:: Your goal ::
Output range, inclusive: from the line containing "Q: Identify a point on each instance of the metal staircase" to the line containing "Q: Identify a point on each instance of the flat". Restate those lines from the data below word for word and only those.

:: Source material ::
******

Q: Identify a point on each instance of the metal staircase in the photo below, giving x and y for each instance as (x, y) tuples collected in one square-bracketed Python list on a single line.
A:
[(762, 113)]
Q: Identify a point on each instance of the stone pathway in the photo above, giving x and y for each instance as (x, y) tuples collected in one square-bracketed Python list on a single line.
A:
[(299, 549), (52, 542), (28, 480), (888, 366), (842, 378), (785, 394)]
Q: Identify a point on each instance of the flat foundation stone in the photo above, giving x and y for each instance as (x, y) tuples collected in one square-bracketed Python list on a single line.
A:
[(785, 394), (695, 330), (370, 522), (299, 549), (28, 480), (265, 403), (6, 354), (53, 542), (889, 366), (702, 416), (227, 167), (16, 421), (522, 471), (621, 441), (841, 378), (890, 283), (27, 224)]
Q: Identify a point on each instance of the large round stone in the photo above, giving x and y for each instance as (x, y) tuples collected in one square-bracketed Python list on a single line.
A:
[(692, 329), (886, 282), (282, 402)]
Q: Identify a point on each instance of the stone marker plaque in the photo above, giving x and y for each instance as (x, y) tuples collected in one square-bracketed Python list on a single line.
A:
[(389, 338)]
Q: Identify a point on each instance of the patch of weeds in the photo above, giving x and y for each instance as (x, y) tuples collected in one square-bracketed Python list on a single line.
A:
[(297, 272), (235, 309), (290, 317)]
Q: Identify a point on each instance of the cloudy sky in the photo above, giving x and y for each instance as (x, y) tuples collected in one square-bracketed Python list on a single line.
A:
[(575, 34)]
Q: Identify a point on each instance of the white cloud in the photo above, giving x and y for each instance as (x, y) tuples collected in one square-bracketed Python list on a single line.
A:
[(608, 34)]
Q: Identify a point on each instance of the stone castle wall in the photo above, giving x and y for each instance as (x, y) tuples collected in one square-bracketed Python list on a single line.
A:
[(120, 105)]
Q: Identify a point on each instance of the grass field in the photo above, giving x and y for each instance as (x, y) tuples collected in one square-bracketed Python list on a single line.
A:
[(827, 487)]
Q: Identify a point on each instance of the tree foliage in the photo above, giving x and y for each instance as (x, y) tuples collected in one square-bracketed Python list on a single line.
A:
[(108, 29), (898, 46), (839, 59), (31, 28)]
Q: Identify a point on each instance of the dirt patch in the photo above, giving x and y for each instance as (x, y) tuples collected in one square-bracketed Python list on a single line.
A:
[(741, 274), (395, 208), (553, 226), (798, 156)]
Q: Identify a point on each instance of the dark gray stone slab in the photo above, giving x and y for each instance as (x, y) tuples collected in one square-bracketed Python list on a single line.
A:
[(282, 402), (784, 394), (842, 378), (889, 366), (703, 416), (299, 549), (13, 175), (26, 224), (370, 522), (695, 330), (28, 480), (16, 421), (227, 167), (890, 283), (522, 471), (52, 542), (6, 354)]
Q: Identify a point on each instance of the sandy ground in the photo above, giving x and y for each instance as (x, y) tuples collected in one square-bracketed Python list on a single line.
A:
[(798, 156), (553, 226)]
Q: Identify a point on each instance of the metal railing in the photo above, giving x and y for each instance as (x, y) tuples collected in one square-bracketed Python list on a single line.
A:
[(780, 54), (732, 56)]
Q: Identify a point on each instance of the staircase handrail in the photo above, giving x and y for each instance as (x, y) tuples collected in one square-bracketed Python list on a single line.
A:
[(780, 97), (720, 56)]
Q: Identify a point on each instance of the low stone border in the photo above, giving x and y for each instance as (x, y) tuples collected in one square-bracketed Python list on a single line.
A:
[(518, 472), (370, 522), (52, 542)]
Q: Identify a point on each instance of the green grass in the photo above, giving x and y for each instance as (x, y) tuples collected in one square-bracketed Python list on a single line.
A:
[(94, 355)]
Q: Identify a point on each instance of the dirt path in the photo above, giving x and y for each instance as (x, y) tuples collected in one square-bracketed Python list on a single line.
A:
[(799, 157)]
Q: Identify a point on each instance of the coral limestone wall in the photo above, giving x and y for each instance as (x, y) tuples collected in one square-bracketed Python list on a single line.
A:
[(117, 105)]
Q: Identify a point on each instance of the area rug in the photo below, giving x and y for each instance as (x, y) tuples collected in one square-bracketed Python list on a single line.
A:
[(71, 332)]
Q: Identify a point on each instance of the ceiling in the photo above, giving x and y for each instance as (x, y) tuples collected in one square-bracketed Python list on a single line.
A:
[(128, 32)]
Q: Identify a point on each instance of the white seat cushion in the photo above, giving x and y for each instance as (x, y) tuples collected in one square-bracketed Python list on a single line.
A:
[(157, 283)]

******

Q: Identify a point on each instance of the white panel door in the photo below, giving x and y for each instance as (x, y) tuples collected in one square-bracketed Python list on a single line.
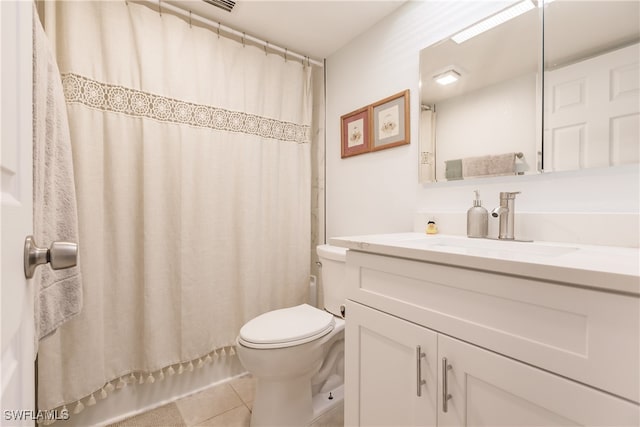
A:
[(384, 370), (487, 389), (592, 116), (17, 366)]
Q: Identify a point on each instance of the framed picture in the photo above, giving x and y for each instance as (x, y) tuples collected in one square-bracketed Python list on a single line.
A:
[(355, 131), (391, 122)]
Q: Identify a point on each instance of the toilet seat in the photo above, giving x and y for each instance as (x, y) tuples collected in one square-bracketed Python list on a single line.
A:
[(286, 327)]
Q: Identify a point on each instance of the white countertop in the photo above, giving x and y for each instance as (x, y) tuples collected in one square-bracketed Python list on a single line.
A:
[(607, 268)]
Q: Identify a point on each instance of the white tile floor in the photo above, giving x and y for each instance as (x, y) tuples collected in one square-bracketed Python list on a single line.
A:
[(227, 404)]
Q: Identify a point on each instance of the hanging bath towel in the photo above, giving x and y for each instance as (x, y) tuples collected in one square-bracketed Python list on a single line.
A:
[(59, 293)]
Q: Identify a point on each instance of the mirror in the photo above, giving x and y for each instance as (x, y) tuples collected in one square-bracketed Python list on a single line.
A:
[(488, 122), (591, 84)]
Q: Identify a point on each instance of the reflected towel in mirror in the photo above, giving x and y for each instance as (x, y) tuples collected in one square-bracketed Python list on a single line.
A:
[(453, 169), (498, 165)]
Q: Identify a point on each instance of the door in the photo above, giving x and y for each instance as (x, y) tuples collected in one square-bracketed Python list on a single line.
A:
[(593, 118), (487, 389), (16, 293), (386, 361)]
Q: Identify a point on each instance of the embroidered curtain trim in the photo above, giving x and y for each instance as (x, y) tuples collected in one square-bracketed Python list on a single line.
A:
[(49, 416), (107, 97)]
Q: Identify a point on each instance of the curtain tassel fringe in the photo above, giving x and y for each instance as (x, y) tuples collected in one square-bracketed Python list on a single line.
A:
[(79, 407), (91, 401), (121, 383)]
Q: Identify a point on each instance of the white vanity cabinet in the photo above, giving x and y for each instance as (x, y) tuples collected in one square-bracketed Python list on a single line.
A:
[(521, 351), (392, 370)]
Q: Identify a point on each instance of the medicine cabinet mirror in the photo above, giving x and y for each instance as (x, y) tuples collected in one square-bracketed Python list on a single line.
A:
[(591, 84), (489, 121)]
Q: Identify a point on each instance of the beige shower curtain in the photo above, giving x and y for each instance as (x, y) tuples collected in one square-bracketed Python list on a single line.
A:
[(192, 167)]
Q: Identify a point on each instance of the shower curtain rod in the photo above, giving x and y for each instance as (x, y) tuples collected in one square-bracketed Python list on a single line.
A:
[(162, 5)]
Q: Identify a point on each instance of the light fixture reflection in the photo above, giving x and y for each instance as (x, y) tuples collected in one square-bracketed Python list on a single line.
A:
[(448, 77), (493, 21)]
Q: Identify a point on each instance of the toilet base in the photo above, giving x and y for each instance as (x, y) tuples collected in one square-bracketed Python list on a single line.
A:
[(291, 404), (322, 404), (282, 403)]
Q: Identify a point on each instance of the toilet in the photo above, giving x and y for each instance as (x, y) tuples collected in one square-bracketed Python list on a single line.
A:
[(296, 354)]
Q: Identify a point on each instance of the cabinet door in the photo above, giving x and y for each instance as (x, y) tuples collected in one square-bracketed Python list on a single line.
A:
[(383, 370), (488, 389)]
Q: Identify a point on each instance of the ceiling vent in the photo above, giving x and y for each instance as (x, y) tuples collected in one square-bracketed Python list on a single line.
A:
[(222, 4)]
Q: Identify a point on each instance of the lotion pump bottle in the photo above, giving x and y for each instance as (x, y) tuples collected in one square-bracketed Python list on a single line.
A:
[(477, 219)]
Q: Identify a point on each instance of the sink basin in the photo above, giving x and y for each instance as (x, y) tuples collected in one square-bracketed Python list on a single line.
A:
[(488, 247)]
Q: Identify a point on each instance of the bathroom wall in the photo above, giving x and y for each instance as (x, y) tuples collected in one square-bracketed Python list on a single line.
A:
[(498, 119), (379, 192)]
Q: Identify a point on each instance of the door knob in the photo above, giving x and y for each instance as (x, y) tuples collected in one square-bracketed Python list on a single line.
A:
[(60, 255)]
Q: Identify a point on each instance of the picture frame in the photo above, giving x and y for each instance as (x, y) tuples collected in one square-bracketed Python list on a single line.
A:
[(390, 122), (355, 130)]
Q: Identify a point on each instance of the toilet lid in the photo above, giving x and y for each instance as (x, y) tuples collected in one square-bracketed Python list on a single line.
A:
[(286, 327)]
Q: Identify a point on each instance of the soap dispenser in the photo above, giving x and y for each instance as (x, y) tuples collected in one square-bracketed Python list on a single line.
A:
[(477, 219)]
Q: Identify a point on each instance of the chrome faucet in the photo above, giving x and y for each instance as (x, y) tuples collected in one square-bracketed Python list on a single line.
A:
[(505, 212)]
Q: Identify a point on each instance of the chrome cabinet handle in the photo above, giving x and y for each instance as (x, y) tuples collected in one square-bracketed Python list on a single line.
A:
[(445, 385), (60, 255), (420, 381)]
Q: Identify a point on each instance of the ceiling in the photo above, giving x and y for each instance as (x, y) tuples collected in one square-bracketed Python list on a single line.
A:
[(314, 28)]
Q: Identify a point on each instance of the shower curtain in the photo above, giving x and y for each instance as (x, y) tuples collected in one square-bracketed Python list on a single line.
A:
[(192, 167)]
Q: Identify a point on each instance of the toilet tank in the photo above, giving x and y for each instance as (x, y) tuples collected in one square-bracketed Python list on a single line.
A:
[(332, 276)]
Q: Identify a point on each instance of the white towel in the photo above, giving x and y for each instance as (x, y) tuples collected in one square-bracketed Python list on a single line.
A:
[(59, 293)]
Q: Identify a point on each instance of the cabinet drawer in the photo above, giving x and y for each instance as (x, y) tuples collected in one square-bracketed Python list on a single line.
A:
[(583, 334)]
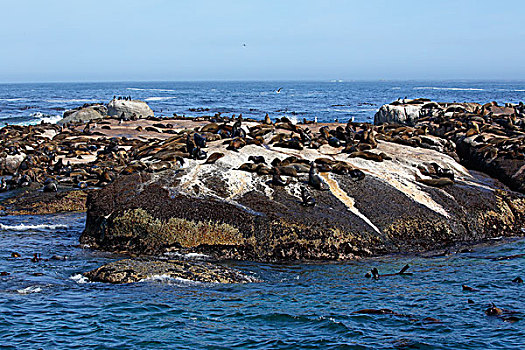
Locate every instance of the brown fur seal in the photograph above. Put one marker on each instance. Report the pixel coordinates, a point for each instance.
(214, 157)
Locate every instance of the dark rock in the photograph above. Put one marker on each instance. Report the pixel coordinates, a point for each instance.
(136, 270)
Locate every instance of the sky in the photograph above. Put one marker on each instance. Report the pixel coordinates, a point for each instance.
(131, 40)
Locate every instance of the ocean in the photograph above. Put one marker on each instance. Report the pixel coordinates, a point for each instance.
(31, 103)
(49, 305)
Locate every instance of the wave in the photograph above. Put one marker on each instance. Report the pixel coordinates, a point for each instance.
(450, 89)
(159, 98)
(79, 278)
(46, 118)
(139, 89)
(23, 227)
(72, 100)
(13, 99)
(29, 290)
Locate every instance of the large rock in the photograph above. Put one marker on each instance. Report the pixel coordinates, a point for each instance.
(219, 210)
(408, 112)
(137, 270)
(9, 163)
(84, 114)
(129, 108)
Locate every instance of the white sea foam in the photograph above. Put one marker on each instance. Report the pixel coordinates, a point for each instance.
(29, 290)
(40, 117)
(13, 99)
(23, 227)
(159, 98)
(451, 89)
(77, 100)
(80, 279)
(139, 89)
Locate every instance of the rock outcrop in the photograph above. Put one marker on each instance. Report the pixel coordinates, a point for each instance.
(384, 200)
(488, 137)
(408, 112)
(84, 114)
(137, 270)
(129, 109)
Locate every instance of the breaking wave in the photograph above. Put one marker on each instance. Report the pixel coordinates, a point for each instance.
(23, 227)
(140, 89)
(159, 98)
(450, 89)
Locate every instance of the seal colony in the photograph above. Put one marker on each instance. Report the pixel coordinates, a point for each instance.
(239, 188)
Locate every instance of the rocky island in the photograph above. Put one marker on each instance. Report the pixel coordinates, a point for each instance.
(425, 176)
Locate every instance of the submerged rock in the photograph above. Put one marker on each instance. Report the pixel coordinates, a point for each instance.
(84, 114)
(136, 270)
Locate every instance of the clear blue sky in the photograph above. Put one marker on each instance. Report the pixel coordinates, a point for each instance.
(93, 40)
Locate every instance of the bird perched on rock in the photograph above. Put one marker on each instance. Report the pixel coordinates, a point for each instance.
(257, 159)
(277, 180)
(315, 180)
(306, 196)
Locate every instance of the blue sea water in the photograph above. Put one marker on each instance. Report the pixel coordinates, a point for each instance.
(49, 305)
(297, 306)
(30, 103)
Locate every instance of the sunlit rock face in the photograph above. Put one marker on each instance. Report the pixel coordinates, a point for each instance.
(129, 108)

******

:: Answer below ::
Q: Identify a point on each instance of the metal staircase in the photo below, giving x and y for each instance as (x, y) tuples collected in one square-bracketed Python list on a single line.
A:
[(762, 113)]
Q: Identify a point on each instance of the stone pathway in the photo above, giving x and y for each instance as (x, y) tuples collected in one square-bracketed Python list on a single line.
A:
[(299, 549), (52, 542), (28, 480), (888, 366), (842, 378), (785, 394)]
Q: Identify a point on each instance of the flat foundation stone in the photo above, giving x and y for each instance as (x, y) tuples collected in one square-bracketed Python list on a single line.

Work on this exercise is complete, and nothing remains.